WORK REQUEST >> Take the line containing "One keypoint belongs to every instance. Tag the snow-dusted" and every line after it to the end of the records, and copy them exactly, leaving out pictures.

^^^^

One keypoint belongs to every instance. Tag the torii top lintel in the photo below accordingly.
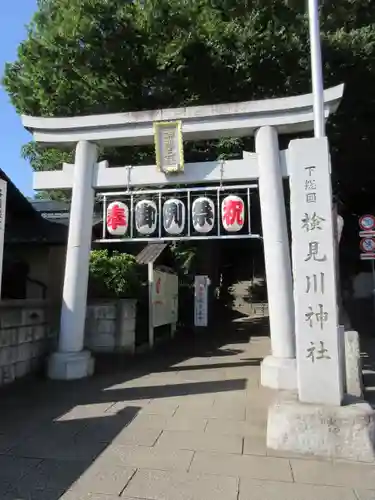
(288, 115)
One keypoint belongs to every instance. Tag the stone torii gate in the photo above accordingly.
(265, 119)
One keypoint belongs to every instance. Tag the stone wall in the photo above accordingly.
(26, 333)
(110, 326)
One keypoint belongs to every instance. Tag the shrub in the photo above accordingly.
(114, 275)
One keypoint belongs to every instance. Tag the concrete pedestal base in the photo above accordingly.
(345, 432)
(70, 365)
(279, 373)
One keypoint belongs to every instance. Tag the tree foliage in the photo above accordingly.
(103, 56)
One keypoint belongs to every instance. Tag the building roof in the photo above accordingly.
(58, 211)
(150, 253)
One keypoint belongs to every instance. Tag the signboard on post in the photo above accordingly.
(367, 235)
(317, 335)
(3, 196)
(169, 147)
(201, 300)
(165, 298)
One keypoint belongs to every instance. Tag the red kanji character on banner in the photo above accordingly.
(232, 213)
(117, 218)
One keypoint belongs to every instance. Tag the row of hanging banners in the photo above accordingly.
(178, 214)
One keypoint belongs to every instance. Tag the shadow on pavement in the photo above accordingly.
(51, 433)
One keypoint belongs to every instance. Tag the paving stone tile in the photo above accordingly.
(18, 493)
(277, 490)
(186, 440)
(147, 458)
(185, 423)
(73, 495)
(365, 494)
(255, 445)
(110, 479)
(60, 449)
(147, 421)
(12, 469)
(222, 410)
(53, 475)
(235, 428)
(85, 411)
(136, 436)
(209, 375)
(335, 474)
(160, 407)
(121, 405)
(255, 467)
(161, 485)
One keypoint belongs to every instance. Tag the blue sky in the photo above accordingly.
(13, 136)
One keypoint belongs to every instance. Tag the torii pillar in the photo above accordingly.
(264, 119)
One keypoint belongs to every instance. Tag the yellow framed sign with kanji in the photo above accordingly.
(169, 147)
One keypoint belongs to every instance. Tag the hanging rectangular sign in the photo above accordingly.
(178, 214)
(317, 336)
(169, 148)
(3, 196)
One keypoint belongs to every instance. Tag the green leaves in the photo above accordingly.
(84, 57)
(114, 274)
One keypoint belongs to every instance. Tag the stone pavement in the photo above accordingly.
(186, 423)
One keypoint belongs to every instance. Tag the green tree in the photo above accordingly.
(114, 275)
(102, 56)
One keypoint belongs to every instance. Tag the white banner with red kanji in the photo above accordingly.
(179, 214)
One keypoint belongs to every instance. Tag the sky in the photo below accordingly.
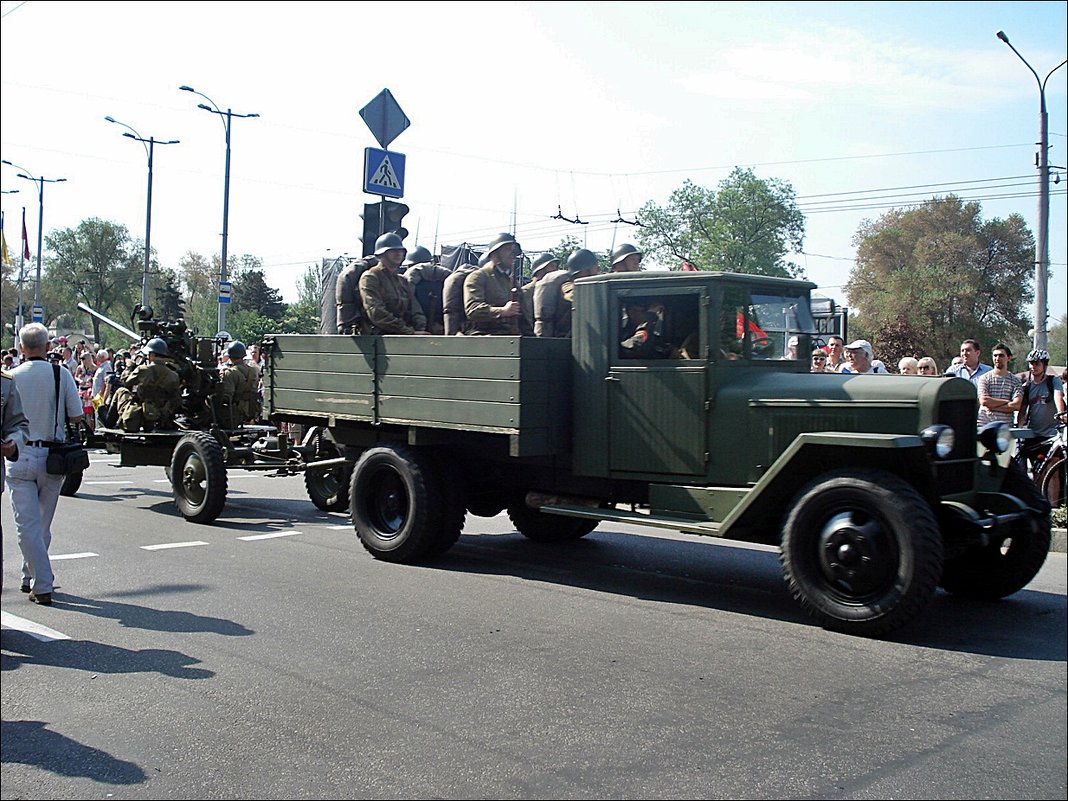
(520, 112)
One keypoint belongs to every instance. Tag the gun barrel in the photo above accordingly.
(105, 318)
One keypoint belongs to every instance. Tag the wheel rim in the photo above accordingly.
(193, 478)
(857, 555)
(387, 503)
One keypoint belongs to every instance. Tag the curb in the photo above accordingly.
(1058, 543)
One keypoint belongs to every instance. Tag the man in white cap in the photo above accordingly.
(860, 358)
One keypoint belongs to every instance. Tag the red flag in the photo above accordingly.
(26, 239)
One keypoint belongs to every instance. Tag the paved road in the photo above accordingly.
(268, 656)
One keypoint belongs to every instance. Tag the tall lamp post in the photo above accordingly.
(40, 181)
(150, 146)
(1042, 162)
(226, 116)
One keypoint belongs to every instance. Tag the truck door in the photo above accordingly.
(658, 382)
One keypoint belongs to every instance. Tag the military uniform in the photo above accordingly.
(485, 293)
(389, 303)
(148, 395)
(350, 315)
(237, 395)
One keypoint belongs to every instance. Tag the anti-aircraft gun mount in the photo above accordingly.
(195, 451)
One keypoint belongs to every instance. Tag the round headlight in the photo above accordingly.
(995, 437)
(941, 438)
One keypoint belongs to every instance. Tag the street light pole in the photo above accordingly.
(226, 118)
(150, 146)
(1042, 162)
(40, 181)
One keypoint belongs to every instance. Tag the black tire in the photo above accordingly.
(329, 487)
(199, 477)
(1051, 480)
(401, 506)
(72, 482)
(1015, 554)
(861, 551)
(543, 528)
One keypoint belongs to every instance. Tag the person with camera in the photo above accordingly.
(34, 491)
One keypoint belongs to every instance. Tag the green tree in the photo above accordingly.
(928, 278)
(747, 225)
(96, 264)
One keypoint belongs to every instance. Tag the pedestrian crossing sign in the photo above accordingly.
(383, 172)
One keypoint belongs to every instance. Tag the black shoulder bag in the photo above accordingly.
(64, 458)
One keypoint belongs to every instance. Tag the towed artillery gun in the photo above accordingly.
(197, 448)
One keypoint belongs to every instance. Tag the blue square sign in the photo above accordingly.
(383, 172)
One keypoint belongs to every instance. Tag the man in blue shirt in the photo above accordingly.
(971, 368)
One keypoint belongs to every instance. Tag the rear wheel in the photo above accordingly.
(327, 487)
(544, 528)
(401, 506)
(199, 477)
(861, 551)
(1015, 553)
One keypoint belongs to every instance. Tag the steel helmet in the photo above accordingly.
(501, 240)
(581, 260)
(623, 251)
(388, 241)
(155, 345)
(544, 263)
(419, 255)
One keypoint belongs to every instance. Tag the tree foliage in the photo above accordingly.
(96, 264)
(747, 224)
(928, 278)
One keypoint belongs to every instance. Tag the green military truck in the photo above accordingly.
(673, 407)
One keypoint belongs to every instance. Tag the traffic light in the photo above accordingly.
(394, 215)
(372, 226)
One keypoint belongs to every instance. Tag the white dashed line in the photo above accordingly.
(269, 536)
(44, 633)
(171, 545)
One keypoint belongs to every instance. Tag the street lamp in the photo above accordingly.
(1042, 254)
(40, 181)
(225, 116)
(150, 146)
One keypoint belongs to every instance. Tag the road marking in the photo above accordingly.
(171, 545)
(44, 633)
(269, 536)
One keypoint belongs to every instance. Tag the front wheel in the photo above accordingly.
(402, 507)
(861, 551)
(327, 487)
(199, 477)
(1015, 553)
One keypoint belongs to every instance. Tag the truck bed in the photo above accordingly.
(519, 387)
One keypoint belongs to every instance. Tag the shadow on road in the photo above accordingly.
(31, 742)
(1027, 625)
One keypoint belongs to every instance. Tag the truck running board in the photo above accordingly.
(635, 518)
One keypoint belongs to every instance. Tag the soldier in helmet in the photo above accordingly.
(427, 279)
(389, 301)
(552, 296)
(544, 265)
(626, 258)
(148, 393)
(488, 299)
(237, 395)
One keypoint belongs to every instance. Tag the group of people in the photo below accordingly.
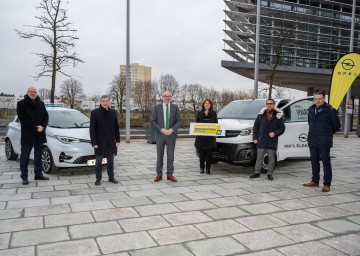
(105, 137)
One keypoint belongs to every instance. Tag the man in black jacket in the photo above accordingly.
(268, 126)
(105, 137)
(33, 118)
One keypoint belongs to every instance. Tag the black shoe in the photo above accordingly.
(113, 180)
(40, 177)
(255, 175)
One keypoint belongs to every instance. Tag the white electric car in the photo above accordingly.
(68, 140)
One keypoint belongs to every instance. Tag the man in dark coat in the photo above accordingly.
(105, 137)
(268, 126)
(33, 118)
(323, 123)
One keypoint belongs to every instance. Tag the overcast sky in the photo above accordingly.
(179, 37)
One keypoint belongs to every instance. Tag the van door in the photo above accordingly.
(293, 143)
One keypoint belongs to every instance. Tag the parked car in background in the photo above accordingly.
(68, 140)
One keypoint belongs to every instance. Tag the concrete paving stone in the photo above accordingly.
(108, 196)
(4, 241)
(70, 199)
(202, 195)
(46, 210)
(185, 218)
(125, 242)
(39, 236)
(144, 223)
(24, 251)
(328, 212)
(293, 204)
(37, 195)
(261, 222)
(143, 193)
(149, 210)
(35, 189)
(91, 206)
(351, 207)
(215, 247)
(195, 205)
(225, 213)
(130, 202)
(168, 198)
(114, 214)
(302, 232)
(309, 248)
(221, 228)
(94, 230)
(259, 198)
(340, 226)
(264, 239)
(175, 235)
(176, 250)
(11, 213)
(348, 244)
(11, 225)
(68, 219)
(296, 217)
(86, 247)
(262, 208)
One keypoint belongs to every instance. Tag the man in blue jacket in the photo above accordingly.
(323, 123)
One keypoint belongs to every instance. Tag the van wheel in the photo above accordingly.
(9, 151)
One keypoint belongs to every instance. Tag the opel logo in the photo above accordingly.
(303, 137)
(348, 64)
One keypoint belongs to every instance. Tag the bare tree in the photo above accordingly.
(117, 92)
(54, 30)
(72, 92)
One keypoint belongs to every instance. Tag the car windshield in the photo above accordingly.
(68, 119)
(242, 109)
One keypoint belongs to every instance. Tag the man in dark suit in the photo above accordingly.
(166, 120)
(105, 137)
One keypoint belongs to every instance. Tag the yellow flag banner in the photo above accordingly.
(344, 74)
(206, 129)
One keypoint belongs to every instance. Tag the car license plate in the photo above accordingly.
(93, 162)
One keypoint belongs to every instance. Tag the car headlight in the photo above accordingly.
(67, 140)
(246, 132)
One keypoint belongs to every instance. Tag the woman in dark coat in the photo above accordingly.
(206, 144)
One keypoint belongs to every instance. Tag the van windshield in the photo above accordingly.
(242, 109)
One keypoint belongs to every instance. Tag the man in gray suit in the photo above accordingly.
(166, 120)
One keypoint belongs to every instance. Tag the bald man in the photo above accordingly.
(33, 118)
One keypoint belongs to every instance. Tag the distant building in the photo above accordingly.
(137, 73)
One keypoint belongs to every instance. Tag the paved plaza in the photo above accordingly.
(224, 213)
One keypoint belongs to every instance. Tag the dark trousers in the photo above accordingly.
(24, 160)
(205, 156)
(323, 154)
(109, 166)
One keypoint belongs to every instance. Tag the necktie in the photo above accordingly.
(167, 117)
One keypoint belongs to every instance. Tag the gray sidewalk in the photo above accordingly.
(224, 213)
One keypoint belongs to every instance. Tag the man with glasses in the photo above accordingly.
(33, 118)
(166, 120)
(268, 126)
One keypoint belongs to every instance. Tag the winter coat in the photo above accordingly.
(104, 131)
(31, 114)
(322, 126)
(206, 142)
(263, 126)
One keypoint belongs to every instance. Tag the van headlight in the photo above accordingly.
(246, 132)
(67, 140)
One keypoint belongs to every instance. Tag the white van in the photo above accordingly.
(237, 119)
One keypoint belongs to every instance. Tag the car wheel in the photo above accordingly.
(9, 151)
(47, 161)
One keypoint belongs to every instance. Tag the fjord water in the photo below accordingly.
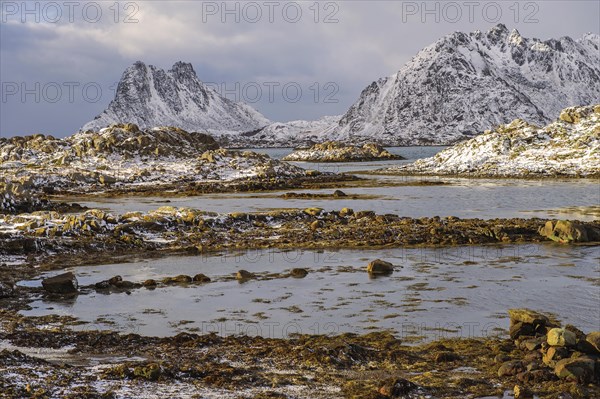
(402, 195)
(433, 293)
(437, 292)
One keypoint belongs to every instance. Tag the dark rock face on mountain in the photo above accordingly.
(466, 83)
(148, 96)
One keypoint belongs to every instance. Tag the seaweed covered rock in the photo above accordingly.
(565, 231)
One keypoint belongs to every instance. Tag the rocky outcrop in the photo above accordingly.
(568, 147)
(124, 156)
(550, 351)
(565, 231)
(333, 151)
(465, 83)
(65, 283)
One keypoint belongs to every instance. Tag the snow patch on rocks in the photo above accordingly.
(569, 147)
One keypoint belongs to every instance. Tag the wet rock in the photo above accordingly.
(510, 368)
(106, 180)
(317, 224)
(364, 214)
(532, 343)
(180, 279)
(313, 211)
(201, 278)
(150, 372)
(244, 275)
(397, 388)
(520, 329)
(579, 369)
(379, 266)
(335, 151)
(561, 337)
(115, 280)
(65, 283)
(346, 212)
(594, 339)
(527, 316)
(554, 354)
(299, 273)
(501, 358)
(521, 392)
(7, 290)
(565, 231)
(444, 357)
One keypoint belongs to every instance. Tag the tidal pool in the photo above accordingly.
(461, 197)
(433, 293)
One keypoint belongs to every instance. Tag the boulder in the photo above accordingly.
(244, 275)
(510, 368)
(580, 369)
(7, 290)
(201, 278)
(379, 266)
(65, 283)
(565, 231)
(554, 354)
(520, 329)
(522, 392)
(594, 339)
(527, 316)
(397, 388)
(561, 337)
(299, 273)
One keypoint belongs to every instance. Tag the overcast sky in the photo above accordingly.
(60, 61)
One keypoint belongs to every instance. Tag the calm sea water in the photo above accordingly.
(461, 197)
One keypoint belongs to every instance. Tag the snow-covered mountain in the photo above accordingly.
(284, 134)
(466, 83)
(149, 96)
(570, 146)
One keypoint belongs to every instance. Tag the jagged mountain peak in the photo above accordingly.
(465, 83)
(150, 96)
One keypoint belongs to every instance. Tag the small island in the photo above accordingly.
(335, 151)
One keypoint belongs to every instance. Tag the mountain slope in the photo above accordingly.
(466, 83)
(149, 96)
(570, 147)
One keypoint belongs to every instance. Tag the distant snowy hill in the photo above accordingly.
(466, 83)
(285, 134)
(149, 96)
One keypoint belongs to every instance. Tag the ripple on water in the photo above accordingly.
(338, 295)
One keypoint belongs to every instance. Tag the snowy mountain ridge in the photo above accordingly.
(148, 96)
(465, 83)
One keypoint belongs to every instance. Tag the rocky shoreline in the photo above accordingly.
(335, 151)
(124, 159)
(538, 358)
(568, 147)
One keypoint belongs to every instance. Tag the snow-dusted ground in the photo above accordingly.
(283, 134)
(333, 151)
(570, 146)
(122, 156)
(465, 83)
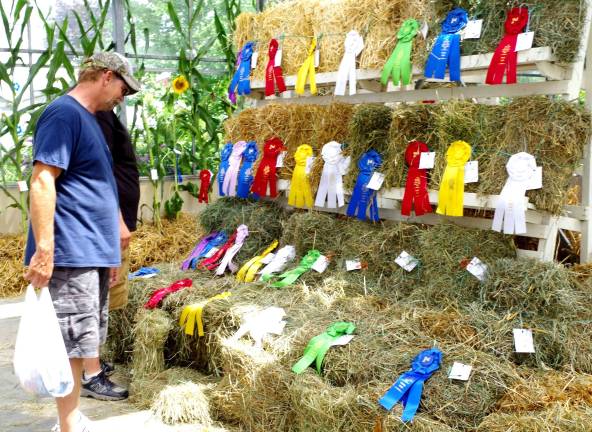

^^^^

WRITTEN ANSWER >>
One keypoint belongs to every instance. Tag the snow-dusted ground in the photo above accordingly.
(283, 134)
(333, 151)
(570, 146)
(122, 156)
(465, 83)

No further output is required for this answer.